REQUIREMENT:
Repeat the whole of the data, keeping every detail the same.

PROVIDED DATA:
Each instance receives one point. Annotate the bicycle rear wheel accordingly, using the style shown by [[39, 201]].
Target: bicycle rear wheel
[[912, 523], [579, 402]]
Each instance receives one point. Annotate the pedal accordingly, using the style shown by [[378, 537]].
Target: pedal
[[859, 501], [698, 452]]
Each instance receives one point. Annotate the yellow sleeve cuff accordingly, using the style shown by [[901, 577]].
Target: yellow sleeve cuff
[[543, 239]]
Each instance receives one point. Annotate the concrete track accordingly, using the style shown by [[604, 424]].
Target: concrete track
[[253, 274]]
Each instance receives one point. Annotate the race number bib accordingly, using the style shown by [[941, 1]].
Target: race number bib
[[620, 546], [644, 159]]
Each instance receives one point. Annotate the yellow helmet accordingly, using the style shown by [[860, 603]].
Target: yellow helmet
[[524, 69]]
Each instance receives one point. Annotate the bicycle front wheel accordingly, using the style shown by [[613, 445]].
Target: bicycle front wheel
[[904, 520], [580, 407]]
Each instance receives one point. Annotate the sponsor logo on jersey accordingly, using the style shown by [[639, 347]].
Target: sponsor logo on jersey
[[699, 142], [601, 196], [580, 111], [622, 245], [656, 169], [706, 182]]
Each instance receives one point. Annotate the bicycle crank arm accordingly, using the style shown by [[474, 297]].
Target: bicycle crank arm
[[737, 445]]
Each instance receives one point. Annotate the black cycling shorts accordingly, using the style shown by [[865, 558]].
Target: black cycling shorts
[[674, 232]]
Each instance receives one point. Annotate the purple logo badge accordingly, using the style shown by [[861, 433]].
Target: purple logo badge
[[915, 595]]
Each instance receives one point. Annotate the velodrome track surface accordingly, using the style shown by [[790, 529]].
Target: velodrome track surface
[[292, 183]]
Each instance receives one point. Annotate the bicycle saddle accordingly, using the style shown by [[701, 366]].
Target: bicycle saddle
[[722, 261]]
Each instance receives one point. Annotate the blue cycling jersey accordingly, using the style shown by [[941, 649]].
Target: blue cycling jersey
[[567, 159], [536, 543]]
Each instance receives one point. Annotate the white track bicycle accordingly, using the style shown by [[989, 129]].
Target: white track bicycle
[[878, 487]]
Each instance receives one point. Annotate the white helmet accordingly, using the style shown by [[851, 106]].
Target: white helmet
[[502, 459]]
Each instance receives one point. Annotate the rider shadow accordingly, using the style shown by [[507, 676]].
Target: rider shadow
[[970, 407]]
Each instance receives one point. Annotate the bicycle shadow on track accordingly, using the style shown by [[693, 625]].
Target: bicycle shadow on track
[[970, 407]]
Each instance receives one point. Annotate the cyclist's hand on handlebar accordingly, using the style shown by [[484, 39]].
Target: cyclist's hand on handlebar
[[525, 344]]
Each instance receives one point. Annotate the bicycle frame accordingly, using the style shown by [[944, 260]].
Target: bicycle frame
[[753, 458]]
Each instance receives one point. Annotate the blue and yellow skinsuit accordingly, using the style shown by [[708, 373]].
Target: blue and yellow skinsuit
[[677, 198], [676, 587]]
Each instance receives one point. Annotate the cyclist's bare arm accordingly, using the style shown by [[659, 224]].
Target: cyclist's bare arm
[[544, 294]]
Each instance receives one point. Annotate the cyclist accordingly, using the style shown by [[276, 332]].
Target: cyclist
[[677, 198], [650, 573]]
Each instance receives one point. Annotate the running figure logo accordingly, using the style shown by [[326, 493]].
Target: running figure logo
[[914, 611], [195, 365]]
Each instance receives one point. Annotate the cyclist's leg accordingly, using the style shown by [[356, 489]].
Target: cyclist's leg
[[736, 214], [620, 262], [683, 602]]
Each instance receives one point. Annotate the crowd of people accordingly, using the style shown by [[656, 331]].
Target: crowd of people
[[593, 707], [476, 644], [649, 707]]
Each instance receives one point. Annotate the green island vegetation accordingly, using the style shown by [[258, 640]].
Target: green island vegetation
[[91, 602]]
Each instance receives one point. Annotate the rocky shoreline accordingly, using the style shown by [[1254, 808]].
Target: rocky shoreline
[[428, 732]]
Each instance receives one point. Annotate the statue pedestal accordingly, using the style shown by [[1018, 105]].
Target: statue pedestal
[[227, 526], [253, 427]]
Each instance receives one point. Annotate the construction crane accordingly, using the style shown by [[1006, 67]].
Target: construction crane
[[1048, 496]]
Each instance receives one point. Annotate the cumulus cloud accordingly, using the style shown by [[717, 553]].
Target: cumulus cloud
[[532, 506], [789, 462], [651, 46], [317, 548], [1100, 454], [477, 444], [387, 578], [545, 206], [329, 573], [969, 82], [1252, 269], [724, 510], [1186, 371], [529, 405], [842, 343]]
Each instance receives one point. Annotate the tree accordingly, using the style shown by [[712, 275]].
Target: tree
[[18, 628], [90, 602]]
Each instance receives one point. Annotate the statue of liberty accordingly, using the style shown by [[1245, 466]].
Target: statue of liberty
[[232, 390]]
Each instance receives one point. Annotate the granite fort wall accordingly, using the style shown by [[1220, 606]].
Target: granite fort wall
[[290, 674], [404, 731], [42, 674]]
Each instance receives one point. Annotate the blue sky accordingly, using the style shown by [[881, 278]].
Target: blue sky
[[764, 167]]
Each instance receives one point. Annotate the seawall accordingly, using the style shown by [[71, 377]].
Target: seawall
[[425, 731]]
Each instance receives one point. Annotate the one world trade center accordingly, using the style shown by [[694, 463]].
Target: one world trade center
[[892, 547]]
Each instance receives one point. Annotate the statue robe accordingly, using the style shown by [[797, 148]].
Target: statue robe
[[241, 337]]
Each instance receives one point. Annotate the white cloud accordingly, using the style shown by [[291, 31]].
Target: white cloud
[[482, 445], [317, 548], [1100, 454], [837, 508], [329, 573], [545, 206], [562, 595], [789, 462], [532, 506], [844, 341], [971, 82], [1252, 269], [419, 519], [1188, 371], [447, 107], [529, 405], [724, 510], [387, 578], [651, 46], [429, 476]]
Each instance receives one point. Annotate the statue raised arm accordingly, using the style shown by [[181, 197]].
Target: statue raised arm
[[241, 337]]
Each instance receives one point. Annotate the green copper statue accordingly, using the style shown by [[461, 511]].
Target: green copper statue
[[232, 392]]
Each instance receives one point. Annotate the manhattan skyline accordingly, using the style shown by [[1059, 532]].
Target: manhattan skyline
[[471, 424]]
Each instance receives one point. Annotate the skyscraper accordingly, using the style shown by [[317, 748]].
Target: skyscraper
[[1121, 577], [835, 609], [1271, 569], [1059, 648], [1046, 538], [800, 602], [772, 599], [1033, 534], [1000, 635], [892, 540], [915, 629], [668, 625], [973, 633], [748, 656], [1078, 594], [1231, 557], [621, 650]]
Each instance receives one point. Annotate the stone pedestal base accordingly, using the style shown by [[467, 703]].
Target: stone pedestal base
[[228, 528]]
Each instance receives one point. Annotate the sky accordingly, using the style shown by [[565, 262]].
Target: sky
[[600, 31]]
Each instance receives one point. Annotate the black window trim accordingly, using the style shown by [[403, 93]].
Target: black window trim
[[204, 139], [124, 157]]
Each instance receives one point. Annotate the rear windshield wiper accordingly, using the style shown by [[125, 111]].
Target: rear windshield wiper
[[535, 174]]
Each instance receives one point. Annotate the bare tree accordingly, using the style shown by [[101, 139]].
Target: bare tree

FINISHED TASK:
Each instance receives one point. Annotate the bicycle rear wheel accordingly, using the style shown by [[39, 201]].
Target: bicycle rear wheel
[[912, 523], [579, 402]]
Each instance receives one point. Annotate the pedal accordingly, using the style shown by [[378, 537]].
Target: pedal
[[859, 501], [698, 452]]
Each instance receives one point. Annotate the yellow sleeve cuff accordingly, using the style shown by [[901, 577]].
Target: yellow sleeve cuff
[[543, 239]]
Each instance receives one point. Annotate the concrete track accordingly, using the style shown by [[604, 424]].
Target: concrete track
[[253, 274]]
Each instance receives one point. Annotate the race number bib accordingly, using the style shown by [[941, 1]].
Target: race number bib
[[620, 546], [644, 159]]
Each instance receives one point. Annotate the yellow helmet accordingly, using the style shown by [[860, 603]].
Target: yellow helmet
[[524, 69]]
Each instance receives one point. Annotate the bicycle front wheel accordingly, using the style shown by [[613, 445]].
Target: bicycle front wheel
[[904, 520], [580, 407]]
Each instance receives one point. Annotate the sponsor logo on jersey accordingly, using the style shown by [[639, 347]].
Target: sponsor logo on jersey
[[699, 142], [601, 196], [580, 111], [622, 245], [656, 169], [706, 182]]
Each instance receives one point. Annotate the bicycle crank arm accordingly, using the style shown by [[474, 297]].
Target: bicycle crank arm
[[737, 445]]
Each instance receives one point. Annotate the black cycling shorts accordingly, using the style shown by [[865, 558]].
Target: black cycling shorts
[[674, 232]]
Each instance receives one point. Annotate the purple logo badge accordingly, using the style shown by [[861, 433]].
Target: purple logo badge
[[915, 595]]
Each instance receives one point. Annotate the velodrome track surface accordingly, using the style shown by [[790, 529]].
Target: velodrome track surface
[[292, 183]]
Each instance receives one point. Annotate the bicycle saddle accordingly, using the style shown by [[701, 366]].
Target: bicycle saddle
[[722, 261]]
Each instance receives one point. Annotate the blue cycling jersey accordingly, using the style shown by [[941, 649]].
Target: blue cycling jersey
[[567, 159], [536, 543]]
Each instance receives one point. Annotate the white track bicycle accordingly, using the style shown by [[989, 129]].
Target: white track bicycle
[[878, 487]]
Each instance receives one point. Annotate the white helmet accordingly, using the style shown by [[851, 106]].
Target: white helmet
[[502, 459]]
Each instance receives one point. Annotate the rider shadow accordingly, using the style shown by [[507, 676]].
Target: rider shadow
[[970, 407]]
Each instance receives one point. Annotate the bicycle shadow on track accordingly, using the style shown by [[693, 625]].
Target: bicycle shadow on track
[[970, 407]]
Each instance receives one point. Annotate the cyclist's hand on handlebar accordingly, using the style shown by [[484, 39]].
Target: cyclist's hand on handlebar
[[525, 344]]
Each instance receives one point. Annotate the bicycle frame accordingly, using the style shown by [[944, 260]].
Target: bicycle frame
[[753, 458]]
Each instance receives one point. Annotate the blue and yellow skinsuit accordingly, using the style shown by [[708, 373]].
Target: blue and yellow skinsuit
[[677, 198], [676, 587]]
Each instance receives one point. Annotate the cyclist's bare arm accordingly, using the style shown by [[659, 224]].
Target: cyclist's bare arm
[[544, 294]]
Each instance receives one point. Annotate the cyclist accordingly, using the style shown by [[276, 332]].
Target: cyclist
[[677, 198], [650, 573]]
Each instance receives one point. Annotate the running figure logo accordingly, using the style shown by [[326, 493]].
Target: running figure logo
[[914, 611], [195, 365]]
Each instance receives one point. Annotate the cyclist's leg accordingly, using the style shown by [[356, 489]].
Target: cyclist's leg
[[736, 214], [620, 262], [683, 602]]
Each instance receives one point. Annotate the crowd of people accordingly, using the style shown by [[656, 331]].
Target: crowd of people
[[593, 707], [476, 644], [649, 707]]
Each instance receives one point. Annotate the green island vegetation accordingly, using the style shown by [[258, 640]].
Target: green island vegetation
[[91, 602]]
Each instance receives one point. Annotate the rocky shoreline accordingly, using the style shown by [[1254, 808]].
Target: rocky shoreline
[[428, 732]]
Each instance receives one point. Annotate the statue pedestal accordingly, using the style shown by [[1018, 105]].
Target: statue pedestal
[[227, 526], [253, 427]]
Each instance receives one point. Annotate the construction crane accordingly, using the style shown by [[1006, 67]].
Target: construction crane
[[1048, 496]]
Each instance receives one point. Annotate the cumulus cloud accordingly, using the style shown by [[717, 553]].
Target: cumulus cloud
[[532, 506], [789, 462], [651, 46], [317, 548], [1100, 454], [477, 444], [387, 578], [545, 206], [329, 573], [969, 82], [1252, 269], [724, 510], [1186, 371], [529, 405], [842, 343]]
Each instance receives one point. Annotate the tree accordingly, using the style shown by [[712, 275]].
Target: tree
[[18, 628], [90, 602]]
Each instance receives one point. Annotate the statue of liberty accordingly, using the style shown by [[1245, 466]].
Target: statue of liberty
[[232, 390]]
Each instance receives one point. Annotate the granite fort wall accordingly, using the style shown by [[1220, 606]].
Target: granite fort wall
[[290, 674], [404, 731], [42, 674]]
Each instance receives one point. Annotate the blue sky accordingly, using the style shown by [[881, 278]].
Target: blue sky
[[764, 167]]
Each instance receives one point. Annotate the seawall accordingly, using the style shown by [[71, 377]].
Target: seawall
[[425, 731]]
Each instance receives one point. Annotate the one world trade center accordingly, using the style shown by [[694, 463]].
Target: one world trade center
[[892, 547]]
Each instance receives one point. Annotate the statue robe accordingly, using the style shown by [[797, 148]].
Target: statue robe
[[241, 337]]
Each instance receives one point. Annotate the white cloud accordingly, using the style shown by [[291, 31]].
Target: white cloud
[[482, 445], [317, 548], [1100, 454], [837, 508], [329, 573], [545, 206], [562, 595], [789, 462], [532, 506], [844, 341], [971, 82], [1252, 269], [419, 519], [1188, 371], [447, 107], [529, 405], [724, 510], [387, 578], [651, 46], [429, 476]]
Each instance receives one point. Annotate the statue raised arm accordingly, using the style shown by [[181, 197]].
Target: statue raised arm
[[241, 337]]
Each instance receives one point. Annotate the green copper statue accordingly, using the style shown by [[461, 511]].
Target: green copper statue
[[232, 392]]
Each instance receives one point. Annotate the manhattan skyline accordingly, using the style shown by [[1059, 532]].
Target: manhattan skyline
[[471, 424]]
Each instance receives one point. Annotate the skyscraper accordingly, using the style shown by [[317, 748]].
Target: skyscraper
[[1121, 577], [835, 609], [1271, 569], [1059, 648], [1046, 538], [800, 602], [772, 599], [1033, 534], [1000, 635], [892, 540], [915, 629], [668, 625], [973, 633], [748, 656], [1078, 594], [1231, 557], [621, 650]]
Each instance receives one point. Annotate the stone pedestal base accordingly, using the style shown by [[467, 703]].
Target: stone pedestal base
[[228, 528]]
Each instance receives one point. Annotate the sky accordingly, using the style shown by [[565, 262]].
Target: sky
[[600, 31]]
Each instance receives one point. Annotate the black window trim accordingly, using the style shown by [[403, 93]].
Target: black window trim
[[204, 139], [124, 157]]
Each instance receives one point. Annotate the rear windshield wiper accordingly, using the style shown by [[125, 111]].
Target: rear windshield wiper
[[535, 174]]
Each instance receives one point. Annotate the bare tree accordingly, using the style shown by [[101, 139]].
Target: bare tree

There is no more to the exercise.